Instructions to follow
Each entry below must be given again word for word, with no pictures.

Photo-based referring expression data
----------------------------------------

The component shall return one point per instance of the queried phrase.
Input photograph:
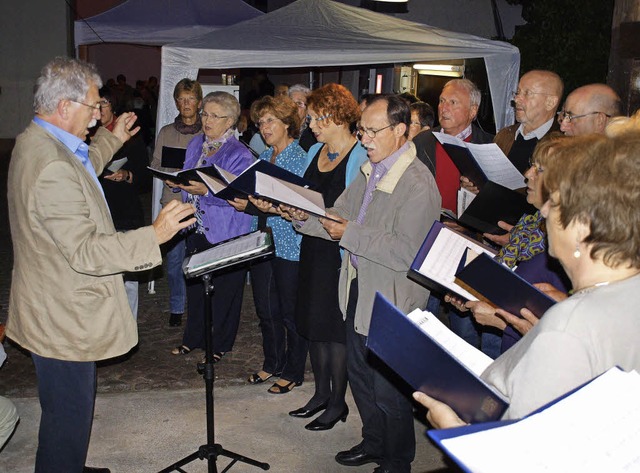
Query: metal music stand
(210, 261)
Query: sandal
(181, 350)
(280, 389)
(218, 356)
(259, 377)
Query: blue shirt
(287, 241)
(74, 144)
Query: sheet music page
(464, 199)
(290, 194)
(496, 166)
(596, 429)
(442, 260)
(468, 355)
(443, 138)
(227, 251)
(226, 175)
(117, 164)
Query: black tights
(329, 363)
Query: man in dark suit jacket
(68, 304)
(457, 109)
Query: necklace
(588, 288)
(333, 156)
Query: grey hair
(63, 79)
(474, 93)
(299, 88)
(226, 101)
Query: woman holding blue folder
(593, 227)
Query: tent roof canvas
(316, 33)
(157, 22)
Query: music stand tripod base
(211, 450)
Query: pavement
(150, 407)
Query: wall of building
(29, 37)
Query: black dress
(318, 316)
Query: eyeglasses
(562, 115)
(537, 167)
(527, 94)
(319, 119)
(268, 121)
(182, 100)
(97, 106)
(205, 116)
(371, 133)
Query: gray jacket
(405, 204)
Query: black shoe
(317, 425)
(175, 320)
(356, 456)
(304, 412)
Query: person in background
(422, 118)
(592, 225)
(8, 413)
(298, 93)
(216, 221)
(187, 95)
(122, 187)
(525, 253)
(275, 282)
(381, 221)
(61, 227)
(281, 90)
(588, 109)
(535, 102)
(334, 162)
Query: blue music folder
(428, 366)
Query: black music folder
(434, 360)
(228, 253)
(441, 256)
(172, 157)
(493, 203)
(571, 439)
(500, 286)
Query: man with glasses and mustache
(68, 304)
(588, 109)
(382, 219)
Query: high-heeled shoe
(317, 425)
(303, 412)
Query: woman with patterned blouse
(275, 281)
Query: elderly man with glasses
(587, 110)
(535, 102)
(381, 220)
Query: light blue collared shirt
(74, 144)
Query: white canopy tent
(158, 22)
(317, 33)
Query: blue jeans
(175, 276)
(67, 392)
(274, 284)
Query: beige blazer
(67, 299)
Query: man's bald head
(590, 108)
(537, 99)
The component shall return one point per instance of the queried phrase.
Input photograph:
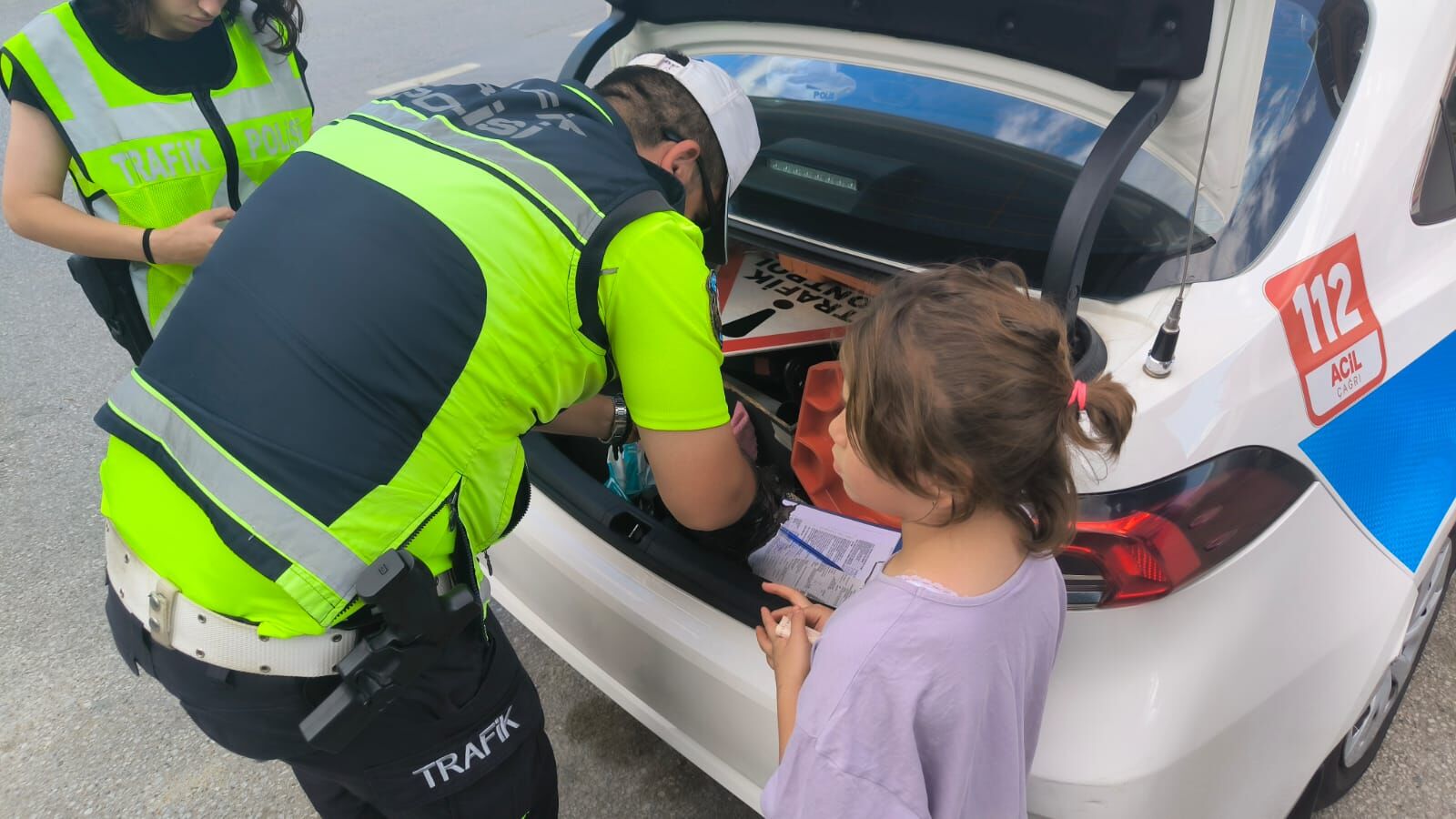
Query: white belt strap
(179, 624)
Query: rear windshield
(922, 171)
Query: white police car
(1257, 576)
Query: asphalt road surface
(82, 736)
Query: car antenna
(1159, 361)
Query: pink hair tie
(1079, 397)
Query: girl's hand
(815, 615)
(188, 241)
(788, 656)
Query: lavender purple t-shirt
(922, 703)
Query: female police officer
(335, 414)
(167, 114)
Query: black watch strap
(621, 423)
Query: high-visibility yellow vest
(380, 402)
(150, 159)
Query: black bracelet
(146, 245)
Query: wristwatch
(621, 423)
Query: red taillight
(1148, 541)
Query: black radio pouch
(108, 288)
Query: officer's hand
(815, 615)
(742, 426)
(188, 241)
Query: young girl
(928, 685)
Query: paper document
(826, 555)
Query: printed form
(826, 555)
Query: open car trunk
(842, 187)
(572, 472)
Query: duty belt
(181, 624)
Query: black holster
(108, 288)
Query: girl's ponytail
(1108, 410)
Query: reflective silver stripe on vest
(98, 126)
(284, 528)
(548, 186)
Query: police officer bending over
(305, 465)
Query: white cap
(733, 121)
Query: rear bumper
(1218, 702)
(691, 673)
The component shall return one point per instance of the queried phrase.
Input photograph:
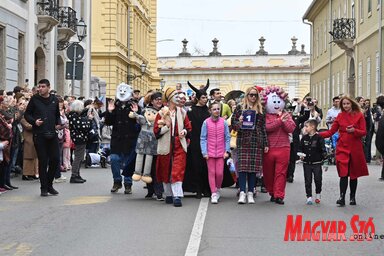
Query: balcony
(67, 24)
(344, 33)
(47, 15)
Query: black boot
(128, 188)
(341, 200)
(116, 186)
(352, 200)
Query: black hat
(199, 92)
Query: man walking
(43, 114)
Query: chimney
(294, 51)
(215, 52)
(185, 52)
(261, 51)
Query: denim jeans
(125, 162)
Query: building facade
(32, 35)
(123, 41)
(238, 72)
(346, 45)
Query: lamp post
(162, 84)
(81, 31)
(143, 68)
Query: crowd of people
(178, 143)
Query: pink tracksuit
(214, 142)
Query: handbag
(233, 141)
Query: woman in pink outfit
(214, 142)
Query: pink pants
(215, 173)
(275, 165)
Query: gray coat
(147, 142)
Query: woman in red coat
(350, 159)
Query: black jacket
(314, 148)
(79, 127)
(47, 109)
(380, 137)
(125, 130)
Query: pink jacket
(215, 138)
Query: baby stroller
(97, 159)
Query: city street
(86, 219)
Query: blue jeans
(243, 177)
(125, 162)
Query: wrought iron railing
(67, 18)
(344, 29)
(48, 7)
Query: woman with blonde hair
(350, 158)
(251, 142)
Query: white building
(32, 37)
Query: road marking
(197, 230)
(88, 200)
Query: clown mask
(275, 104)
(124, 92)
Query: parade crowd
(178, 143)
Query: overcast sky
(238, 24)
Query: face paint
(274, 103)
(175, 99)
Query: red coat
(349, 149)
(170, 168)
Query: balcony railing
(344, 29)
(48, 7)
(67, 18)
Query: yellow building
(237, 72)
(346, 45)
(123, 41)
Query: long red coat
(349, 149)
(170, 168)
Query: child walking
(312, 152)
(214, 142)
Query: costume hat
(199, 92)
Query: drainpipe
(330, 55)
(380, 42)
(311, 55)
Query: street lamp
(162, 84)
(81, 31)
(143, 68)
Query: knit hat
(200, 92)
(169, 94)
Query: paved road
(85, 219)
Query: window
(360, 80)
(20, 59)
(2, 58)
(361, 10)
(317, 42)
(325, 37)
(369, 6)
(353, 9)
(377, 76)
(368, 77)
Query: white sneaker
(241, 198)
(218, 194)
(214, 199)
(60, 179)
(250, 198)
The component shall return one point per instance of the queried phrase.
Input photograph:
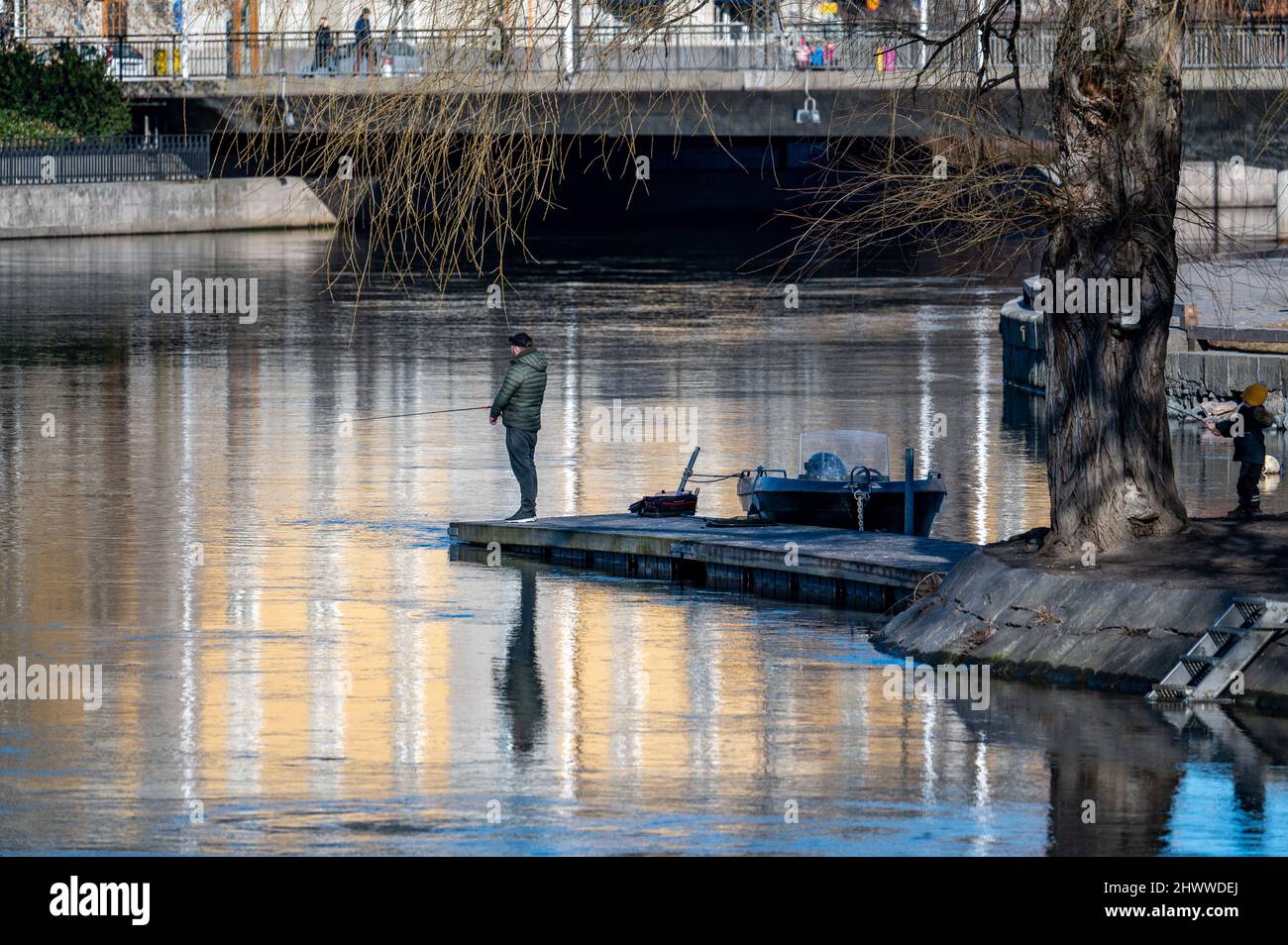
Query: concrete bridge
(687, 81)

----------------------------------------

Response for this exercise
The component shall return one point per instance of the queried phrase.
Input photograph:
Query: metal music stand
(210, 261)
Query: sandal
(181, 350)
(280, 389)
(218, 356)
(259, 377)
Query: blue shirt
(287, 241)
(74, 144)
Query: sheet music page
(464, 199)
(290, 194)
(496, 166)
(596, 429)
(442, 260)
(468, 355)
(443, 138)
(227, 251)
(226, 175)
(117, 164)
Query: black tights
(329, 363)
Query: man in dark suit jacket
(68, 304)
(457, 109)
Query: necklace
(588, 288)
(333, 156)
Query: grey hair
(63, 79)
(474, 93)
(299, 88)
(226, 101)
Query: woman holding blue folder
(593, 227)
Query: tent roof canvas
(316, 33)
(157, 22)
Query: music stand tripod base
(211, 450)
Query: pavement
(150, 407)
Query: wall of building
(29, 37)
Query: black dress
(318, 316)
Query: eyeglasses
(562, 115)
(537, 167)
(527, 94)
(319, 119)
(268, 121)
(182, 100)
(97, 106)
(205, 116)
(371, 133)
Query: gray jacket
(405, 204)
Query: black shoe
(317, 425)
(175, 320)
(356, 456)
(304, 412)
Query: person in background
(422, 118)
(592, 225)
(8, 413)
(298, 93)
(216, 221)
(187, 95)
(122, 187)
(525, 253)
(275, 282)
(381, 221)
(61, 227)
(281, 90)
(588, 109)
(535, 102)
(334, 162)
Query: blue music folder
(428, 366)
Query: black music folder
(434, 360)
(228, 253)
(441, 256)
(172, 157)
(493, 203)
(571, 439)
(500, 286)
Query: man with glasses and mustache
(68, 304)
(588, 109)
(382, 219)
Query: high-heeled shoe
(317, 425)
(303, 412)
Query: woman with patterned blouse
(275, 281)
Query: elderly man with glasses
(587, 110)
(535, 102)
(381, 220)
Query: light blue collared shirt
(74, 144)
Query: white canopy tent
(158, 22)
(317, 33)
Query: blue jeans
(175, 276)
(67, 392)
(274, 284)
Query: beige blazer
(67, 299)
Query: man's bald head
(590, 108)
(537, 99)
The component shall return one point per instance of the queried phrase.
Input photograph:
Query: white belt strap
(179, 624)
Query: rear windshield
(922, 171)
Query: white police car
(1257, 576)
Query: asphalt road surface
(82, 736)
Query: car antenna
(1159, 361)
Query: pink hair tie
(1079, 397)
Query: girl's hand
(815, 615)
(188, 241)
(788, 656)
Query: lavender purple t-shirt
(922, 703)
Query: female police officer
(335, 414)
(167, 114)
Query: black watch strap
(621, 423)
Query: high-visibility yellow vest
(380, 402)
(150, 159)
Query: black bracelet
(146, 245)
Query: wristwatch
(621, 423)
Query: red taillight
(1148, 541)
Query: black radio pouch
(108, 288)
Query: officer's hand
(815, 615)
(742, 426)
(188, 241)
Query: young girl
(928, 685)
Query: paper document
(826, 555)
Query: printed form
(826, 555)
Query: open car trunk
(842, 187)
(572, 472)
Query: duty belt
(181, 624)
Query: black holster
(108, 288)
Query: girl's ponytail
(1108, 410)
Query: reflective silver stripe on vest
(98, 126)
(284, 528)
(548, 186)
Query: police officer bending over
(305, 465)
Query: white cap
(733, 121)
Query: rear bumper
(1218, 702)
(691, 673)
The component shall return one point per instance of the queried phrase.
Input photograph:
Query: balcony
(67, 24)
(344, 33)
(47, 15)
Query: black boot
(128, 188)
(341, 200)
(116, 186)
(352, 200)
Query: black hat
(199, 92)
Query: man walking
(43, 114)
Query: chimney
(294, 51)
(215, 52)
(185, 52)
(261, 51)
Query: denim jeans
(125, 162)
Query: building facade
(32, 35)
(123, 41)
(238, 72)
(346, 45)
Query: lamp post
(162, 84)
(81, 31)
(143, 68)
Query: crowd of people
(178, 143)
Query: pink tracksuit
(214, 142)
Query: handbag
(233, 141)
Query: woman in pink outfit
(214, 142)
Query: pink pants
(215, 173)
(275, 165)
Query: gray coat
(147, 142)
Query: woman in red coat
(350, 159)
Query: black jacket
(314, 148)
(79, 127)
(47, 109)
(380, 137)
(125, 130)
Query: pink jacket
(215, 138)
Query: baby stroller
(97, 159)
Query: city street
(86, 219)
Query: blue jeans
(243, 177)
(125, 162)
Query: wrought iron railing
(67, 18)
(344, 29)
(48, 7)
Query: woman with blonde hair
(350, 158)
(251, 142)
Query: white building
(32, 37)
Query: road marking
(197, 230)
(88, 200)
Query: clown mask
(275, 104)
(124, 92)
Query: parade crowd
(178, 143)
Query: overcast sky
(238, 24)
Query: face paint
(274, 103)
(175, 99)
Query: red coat
(349, 149)
(170, 168)
Query: balcony railing
(344, 29)
(48, 7)
(67, 18)
Query: yellow building
(237, 72)
(346, 45)
(123, 41)
Query: long red coat
(349, 149)
(170, 168)
Query: child walking
(312, 152)
(214, 142)
Query: costume hat
(199, 92)
Query: drainpipe
(330, 55)
(380, 42)
(311, 55)
Query: street lamp
(162, 84)
(81, 31)
(143, 68)
Query: knit hat
(200, 92)
(169, 94)
Query: paved road
(85, 219)
Query: window
(360, 80)
(20, 59)
(2, 58)
(361, 10)
(317, 42)
(325, 37)
(369, 6)
(353, 9)
(377, 76)
(368, 77)
Query: white sneaker
(241, 198)
(218, 194)
(214, 199)
(60, 179)
(250, 198)
The component shall return one point per instance of the queried phrase.
Input photograph:
Query: concrete bridge
(687, 81)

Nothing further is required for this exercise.